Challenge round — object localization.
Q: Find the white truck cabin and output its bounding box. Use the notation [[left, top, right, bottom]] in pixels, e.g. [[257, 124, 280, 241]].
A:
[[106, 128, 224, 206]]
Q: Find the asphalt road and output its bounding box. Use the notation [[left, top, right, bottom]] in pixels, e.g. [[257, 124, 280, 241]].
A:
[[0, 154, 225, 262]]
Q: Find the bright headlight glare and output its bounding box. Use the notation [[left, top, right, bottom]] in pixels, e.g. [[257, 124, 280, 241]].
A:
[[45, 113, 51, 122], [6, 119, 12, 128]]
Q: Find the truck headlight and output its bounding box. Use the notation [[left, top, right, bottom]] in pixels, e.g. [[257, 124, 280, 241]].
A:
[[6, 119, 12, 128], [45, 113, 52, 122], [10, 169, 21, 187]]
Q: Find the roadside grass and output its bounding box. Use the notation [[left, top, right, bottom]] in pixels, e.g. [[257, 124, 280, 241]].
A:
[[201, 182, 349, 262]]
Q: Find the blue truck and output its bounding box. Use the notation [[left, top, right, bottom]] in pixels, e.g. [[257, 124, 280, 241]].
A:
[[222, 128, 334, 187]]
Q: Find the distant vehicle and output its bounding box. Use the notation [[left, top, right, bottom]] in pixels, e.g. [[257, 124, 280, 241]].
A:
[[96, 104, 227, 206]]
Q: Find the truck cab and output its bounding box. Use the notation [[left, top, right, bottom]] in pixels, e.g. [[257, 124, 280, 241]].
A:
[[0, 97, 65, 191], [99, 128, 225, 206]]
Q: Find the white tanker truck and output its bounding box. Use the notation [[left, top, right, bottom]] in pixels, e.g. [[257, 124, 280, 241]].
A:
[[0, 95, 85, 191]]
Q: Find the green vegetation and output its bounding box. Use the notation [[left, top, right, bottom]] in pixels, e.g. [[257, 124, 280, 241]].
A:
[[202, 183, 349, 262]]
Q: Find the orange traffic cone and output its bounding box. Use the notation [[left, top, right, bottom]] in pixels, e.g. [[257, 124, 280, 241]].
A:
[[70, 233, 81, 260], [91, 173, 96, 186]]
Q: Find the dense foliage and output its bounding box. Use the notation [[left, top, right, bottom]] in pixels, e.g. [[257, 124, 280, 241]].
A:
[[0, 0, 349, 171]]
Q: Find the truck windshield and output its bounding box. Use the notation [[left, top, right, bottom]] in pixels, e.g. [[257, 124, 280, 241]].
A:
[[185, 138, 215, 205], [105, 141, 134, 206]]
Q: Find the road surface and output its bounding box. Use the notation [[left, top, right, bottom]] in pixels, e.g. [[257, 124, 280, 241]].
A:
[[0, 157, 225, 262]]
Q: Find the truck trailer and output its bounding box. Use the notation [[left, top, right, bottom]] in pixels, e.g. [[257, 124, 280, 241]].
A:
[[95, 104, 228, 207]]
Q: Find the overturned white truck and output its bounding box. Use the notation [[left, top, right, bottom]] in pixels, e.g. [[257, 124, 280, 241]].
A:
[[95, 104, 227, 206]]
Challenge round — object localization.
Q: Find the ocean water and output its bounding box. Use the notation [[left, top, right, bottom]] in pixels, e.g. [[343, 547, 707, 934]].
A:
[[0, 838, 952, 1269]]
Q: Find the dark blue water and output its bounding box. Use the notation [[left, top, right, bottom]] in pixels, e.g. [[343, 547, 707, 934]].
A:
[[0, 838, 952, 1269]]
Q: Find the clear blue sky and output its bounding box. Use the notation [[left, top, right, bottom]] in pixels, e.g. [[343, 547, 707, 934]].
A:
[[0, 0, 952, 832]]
────────
INSTRUCTION ▸
Copy the records above again, replacing every "notation" with "format" and keeping everything else unchanged.

EXERCISE OUTPUT ▸
Challenge round — object localization.
Q: Find the white truck cabin and output its bounding box. Use the format [[left, top, right, bottom]] in pixels, e.g. [[257, 124, 280, 241]].
A:
[[106, 128, 224, 206]]
Q: Find the asphalt road and output its bounding box. Use the format [[left, top, right, bottom]] in pixels, e.g. [[257, 124, 280, 241]].
A:
[[0, 154, 225, 262]]
Q: Find the bright headlight glare and output its bounding box. Use the format [[left, top, right, bottom]] in pixels, e.g. [[257, 124, 280, 241]].
A:
[[45, 113, 51, 122], [6, 119, 12, 128]]
Q: Find the truck headlight and output its bounding box. Use the format [[left, top, right, bottom]] in pixels, e.g. [[257, 124, 280, 241]].
A:
[[6, 119, 12, 128], [45, 113, 52, 122], [10, 169, 21, 187]]
Q: Find the roadside grass and output its bounding box. Use the format [[left, top, right, bottom]] in pixels, e.g. [[257, 124, 280, 241]].
A:
[[201, 182, 349, 262]]
Q: Find the blue truck and output its bounding box. Use the format [[left, top, right, bottom]] in pixels, e.g. [[257, 124, 280, 241]].
A:
[[222, 128, 334, 187]]
Q: Find the distant vehicle and output its bounding box. Use the format [[left, top, right, bottom]] in pixels, e.g. [[257, 124, 280, 241]].
A:
[[96, 104, 227, 206]]
Q: Find the truck cab and output its bounding box. Use the format [[left, top, right, bottom]] in pixels, e.g. [[257, 124, 280, 241]].
A:
[[0, 97, 65, 191], [99, 128, 225, 206]]
Q: Find the white tanker truck and output its bounding box. Use the format [[left, top, right, bottom]] in pixels, e.g. [[257, 124, 280, 241]].
A:
[[0, 95, 85, 191]]
Q: Find the green vegetation and output its bounding box. Use the format [[left, top, right, bottom]] in pixels, e.g. [[257, 124, 280, 241]].
A:
[[202, 183, 349, 262]]
Q: Find the orange traffic cone and output its bounding box. Use the format [[left, top, right, bottom]] in pixels, e.g. [[257, 124, 280, 241]].
A:
[[70, 233, 81, 260], [91, 173, 96, 186]]
Q: Find the dense foliage and output its bounding box. Use the format [[left, top, right, bottom]] in pixels, e.g. [[257, 124, 280, 241]].
A:
[[0, 0, 349, 171]]
Q: Find the truck windshield and output its bounding box. Use the format [[left, top, right, bottom]] in pixels, e.g. [[257, 124, 280, 241]].
A:
[[185, 138, 215, 205], [105, 141, 134, 206]]
Q: Find the road surface and output its bounding box. Use the format [[left, top, right, bottom]] in pixels, e.g. [[257, 124, 280, 241]].
A:
[[0, 157, 225, 262]]
Q: Find the truck trailer and output its bounding box. Use the format [[left, top, right, bottom]] in pixels, e.g. [[257, 124, 280, 241]].
A:
[[95, 104, 228, 207]]
Q: Find the overturned white truck and output its bounding box. Use the format [[left, top, right, bottom]] in pixels, e.g. [[257, 124, 280, 241]].
A:
[[95, 104, 227, 206]]
Challenge round — object localization.
Q: Find the ocean water and output its bounding box. Use the format [[left, top, right, bottom]] in pixels, e.g. [[343, 547, 707, 934]].
A:
[[0, 838, 952, 1269]]
Q: Find the dark blue water and output its bounding box. Use the format [[left, top, right, bottom]] in pixels, e.g. [[343, 547, 707, 934]].
A:
[[0, 838, 952, 1269]]
Q: Find the clear blue sky and output its bounding box. Use the format [[left, top, right, bottom]] in pixels, e.g. [[343, 547, 707, 934]].
A:
[[0, 0, 952, 832]]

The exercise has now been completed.